AIM OF THE TASK | Transcribe every row below exactly, leaving the pictures out of your answer.

[Stored items]
┌──

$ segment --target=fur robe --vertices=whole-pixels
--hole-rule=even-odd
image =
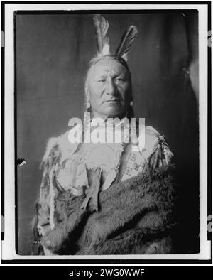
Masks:
[[[173,165],[113,184],[99,193],[99,211],[80,209],[84,196],[58,194],[58,224],[40,238],[57,254],[173,253],[175,181]],[[40,247],[35,254],[42,254]]]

└──

RESPONSE TO THE EXERCISE |
$ segment --target=fur robe --vertices=whole-pixels
--hole-rule=even-odd
image =
Masks:
[[[173,165],[113,184],[99,193],[99,211],[80,209],[84,196],[58,194],[58,224],[40,238],[57,254],[173,253],[175,181]],[[40,247],[35,254],[42,254]]]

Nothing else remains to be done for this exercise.